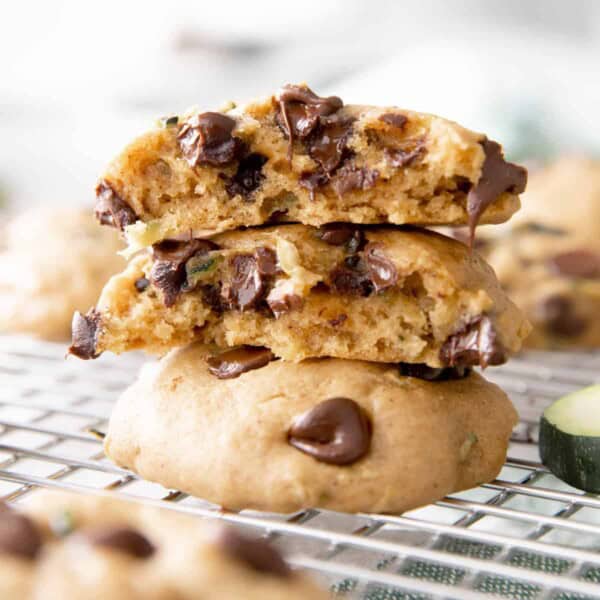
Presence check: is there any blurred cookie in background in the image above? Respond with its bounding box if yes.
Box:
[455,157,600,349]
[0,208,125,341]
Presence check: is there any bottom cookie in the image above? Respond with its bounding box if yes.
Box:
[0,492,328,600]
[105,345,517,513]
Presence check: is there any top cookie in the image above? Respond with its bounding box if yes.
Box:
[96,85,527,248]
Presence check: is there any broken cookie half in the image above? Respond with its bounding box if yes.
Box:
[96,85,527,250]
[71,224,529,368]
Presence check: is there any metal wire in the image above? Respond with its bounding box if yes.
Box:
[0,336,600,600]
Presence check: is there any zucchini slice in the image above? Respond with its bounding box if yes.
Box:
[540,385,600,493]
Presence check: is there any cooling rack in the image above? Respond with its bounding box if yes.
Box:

──────────

> _WHAT TO WORK ON_
Rewrite all of the records above, changing every "cookie" to "biscuit" and leaving everything else the same. Leave out the pictures.

> _RESPONSE TO THIS TASK_
Presence check: is there any blurred biscuit in background in the image above? Respond with its bounding box if yes.
Box:
[455,157,600,349]
[0,208,125,341]
Presence check: is there any bottom biscuit in the image above? Respond with its bounding box if yes.
Box:
[0,492,328,600]
[105,345,517,513]
Presence check: is there any top biscuit in the image above? Respond with its bounding box if yes.
Box:
[96,85,527,248]
Presence check: is there any broken biscuit half in the image above? Respond with its bounding box if yes.
Box:
[96,85,527,250]
[71,224,529,368]
Presence check: is there any metal wire in the image above? Respond with its bounding box if yes.
Box:
[0,336,600,600]
Presence check: is there any zucchini slice in the image above? Respond with its bounding box if yes.
Box:
[540,385,600,493]
Presence check: is there any cooling rack in the image above? Respond with its bounding box if yes.
Box:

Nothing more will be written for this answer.